Academy Learning Blog

It’s a Brave New “Test-Optional” World...

Some of us, especially the “standardized testing challenged”, remember well that anxiety-inducing rite of passage called the SAT .  If you’re now finding your senior in your shoes, you may both take heart with one silver lining of having an entire calendar year of high school disrupted. A growing number of schools, with the likes of Harvard, Cornell, and all of the UC’s, are waiving standardized testing requirements for 2021 applicants. Use this link to see if your child’s college choices are among the 241 top-ranked test-optional or test-blind schools.

Test-optional colleges will likely become much more common as the coronavirus pandemic (fingers crossed) is now waning. Our higher institutions are recognizing how distance learning (however much our educators have pulled off an amazing feat in front of those screens) has left our college-bound students unprepared to take this test. New admissions policies have been created, and for students with less desirable SAT/ACT scores, this means a sigh of relief.  This certainly still leaves our learners to be held accountable for their academic preparation, of course, as these colleges are looking instead to essays, portfolios, and other demonstrations of academic potential to take the place of standardized test scores.  There may also still be placement exams that an individual institution requires. For example, the University of California system’s 10 schools could still develop its own admissions test. 

There are actually now over a thousand colleges across the US that have changed an approach dependent on standardized test scores. Regardless of a pandemic, test optional policies have already been a growing trend in admissions guidelines. The easing of test requirements comes as education reform groups, such as the nonprofit National Center for Fair and Open Testing, have already been critics of the SAT and ACT even before these newly revised admissions policies. The University of California system vote last May seems to be in line with this thinking, as they also plan to phase out the SAT/ACT admissions requirement over the next four years.
+-------+
Can you reproduce, word for word, the part of the test-optional admissions post from "It’s a Brave" to "or test-blind schools."?

Dataset:
+-------+
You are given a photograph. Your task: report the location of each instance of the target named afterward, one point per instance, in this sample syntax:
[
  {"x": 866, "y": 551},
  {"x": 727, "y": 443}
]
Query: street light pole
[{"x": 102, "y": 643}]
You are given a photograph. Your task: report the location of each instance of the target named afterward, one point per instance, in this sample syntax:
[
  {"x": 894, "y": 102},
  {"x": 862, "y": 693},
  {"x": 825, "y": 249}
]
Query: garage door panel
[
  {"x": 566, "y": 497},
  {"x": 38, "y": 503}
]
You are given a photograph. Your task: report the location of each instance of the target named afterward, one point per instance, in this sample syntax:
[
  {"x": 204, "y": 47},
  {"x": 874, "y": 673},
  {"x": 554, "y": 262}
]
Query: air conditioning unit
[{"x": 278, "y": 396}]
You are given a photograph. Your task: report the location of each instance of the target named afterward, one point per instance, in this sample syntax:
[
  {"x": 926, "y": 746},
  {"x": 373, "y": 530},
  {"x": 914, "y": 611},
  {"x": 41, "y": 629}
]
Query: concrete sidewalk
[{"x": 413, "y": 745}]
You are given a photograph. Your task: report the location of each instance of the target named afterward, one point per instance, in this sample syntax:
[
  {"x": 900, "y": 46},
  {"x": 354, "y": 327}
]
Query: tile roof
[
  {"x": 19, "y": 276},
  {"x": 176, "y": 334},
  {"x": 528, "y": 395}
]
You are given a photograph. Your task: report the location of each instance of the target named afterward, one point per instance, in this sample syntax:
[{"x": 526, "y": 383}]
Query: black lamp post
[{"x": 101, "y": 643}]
+-------+
Reply to the exercise:
It’s a Brave New “Test-Optional” World...

Some of us, especially the “standardized testing challenged”, remember well that anxiety-inducing rite of passage called the SAT .  If you’re now finding your senior in your shoes, you may both take heart with one silver lining of having an entire calendar year of high school disrupted. A growing number of schools, with the likes of Harvard, Cornell, and all of the UC’s, are waiving standardized testing requirements for 2021 applicants. Use this link to see if your child’s college choices are among the 241 top-ranked test-optional or test-blind schools.